Data extracted from a collection:
*-*-*

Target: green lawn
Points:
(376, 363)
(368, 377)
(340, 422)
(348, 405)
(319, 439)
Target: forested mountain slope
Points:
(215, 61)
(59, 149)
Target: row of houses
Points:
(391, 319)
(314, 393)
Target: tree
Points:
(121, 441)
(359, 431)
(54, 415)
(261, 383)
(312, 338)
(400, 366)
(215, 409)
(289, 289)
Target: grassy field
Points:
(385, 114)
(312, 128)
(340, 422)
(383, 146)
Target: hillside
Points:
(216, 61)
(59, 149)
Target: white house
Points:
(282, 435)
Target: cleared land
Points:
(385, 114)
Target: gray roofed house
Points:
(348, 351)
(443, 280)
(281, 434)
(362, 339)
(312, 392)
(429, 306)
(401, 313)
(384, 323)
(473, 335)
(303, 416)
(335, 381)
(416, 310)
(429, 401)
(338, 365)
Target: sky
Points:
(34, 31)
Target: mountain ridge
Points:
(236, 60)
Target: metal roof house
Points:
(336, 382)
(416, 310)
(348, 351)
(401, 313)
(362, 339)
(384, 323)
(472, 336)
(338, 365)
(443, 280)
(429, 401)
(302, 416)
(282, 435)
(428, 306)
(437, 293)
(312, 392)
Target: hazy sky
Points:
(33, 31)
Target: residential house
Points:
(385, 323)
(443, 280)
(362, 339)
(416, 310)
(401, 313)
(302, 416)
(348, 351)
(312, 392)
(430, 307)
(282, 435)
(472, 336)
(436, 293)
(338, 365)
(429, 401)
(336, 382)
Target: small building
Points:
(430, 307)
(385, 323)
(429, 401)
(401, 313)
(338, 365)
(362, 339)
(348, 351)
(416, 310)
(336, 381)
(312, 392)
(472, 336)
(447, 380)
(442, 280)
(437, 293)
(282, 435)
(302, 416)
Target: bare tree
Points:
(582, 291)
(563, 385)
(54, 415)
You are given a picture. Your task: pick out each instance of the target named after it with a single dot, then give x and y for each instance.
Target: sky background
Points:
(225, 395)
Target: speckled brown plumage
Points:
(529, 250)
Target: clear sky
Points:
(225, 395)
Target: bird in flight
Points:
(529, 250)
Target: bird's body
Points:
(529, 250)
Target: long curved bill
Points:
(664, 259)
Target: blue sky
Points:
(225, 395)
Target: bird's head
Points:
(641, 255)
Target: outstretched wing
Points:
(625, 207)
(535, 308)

*-*-*

Take the records above and copy them out exactly.

Target: green lawn
Points:
(376, 363)
(368, 377)
(340, 422)
(348, 405)
(319, 439)
Target: forested mountain slope
Points:
(215, 61)
(59, 149)
Target: row of houses
Points:
(391, 319)
(314, 393)
Target: tree
Points:
(121, 441)
(359, 431)
(54, 415)
(261, 383)
(312, 338)
(400, 366)
(215, 409)
(289, 289)
Target: grassy field
Points:
(385, 114)
(312, 128)
(340, 422)
(383, 146)
Target: hillside
Points:
(216, 61)
(59, 149)
Target: white house
Points:
(282, 435)
Target: cleared land
Points:
(385, 114)
Target: gray roofed house
Points:
(348, 351)
(443, 280)
(281, 434)
(362, 339)
(312, 392)
(429, 306)
(401, 313)
(384, 323)
(473, 335)
(303, 416)
(335, 381)
(416, 310)
(429, 401)
(338, 365)
Target: sky
Points:
(34, 31)
Target: mountain ridge
Points:
(236, 60)
Target: metal roof house
Points:
(336, 382)
(416, 310)
(348, 351)
(401, 313)
(362, 339)
(384, 323)
(472, 336)
(338, 365)
(443, 280)
(429, 401)
(302, 416)
(282, 435)
(428, 306)
(437, 293)
(312, 392)
Target: hazy sky
Points:
(33, 31)
Target: residential house
Points:
(385, 323)
(443, 280)
(362, 339)
(416, 310)
(401, 313)
(302, 416)
(348, 351)
(312, 392)
(430, 307)
(282, 435)
(472, 336)
(436, 293)
(338, 365)
(429, 401)
(336, 382)
Target: small building
Points:
(430, 307)
(385, 323)
(429, 401)
(401, 313)
(338, 365)
(362, 339)
(348, 351)
(416, 310)
(336, 381)
(312, 392)
(472, 336)
(447, 380)
(442, 280)
(437, 293)
(282, 435)
(302, 416)
Target: bare tree
Points:
(582, 291)
(563, 385)
(54, 415)
You are given a picture. Your task: pick out each instance of the target named after it with a single dot, then give x and y for each instance.
Target: sky background
Points:
(225, 395)
Target: speckled brown plumage
Points:
(529, 250)
Target: clear sky
Points:
(225, 395)
Target: bird in flight
Points:
(529, 250)
Target: bird's body
Points:
(529, 250)
Target: long curved bill
Points:
(664, 259)
Target: blue sky
Points:
(225, 395)
Target: bird's head
Points:
(641, 255)
Target: outstretched wing
Points:
(625, 207)
(535, 308)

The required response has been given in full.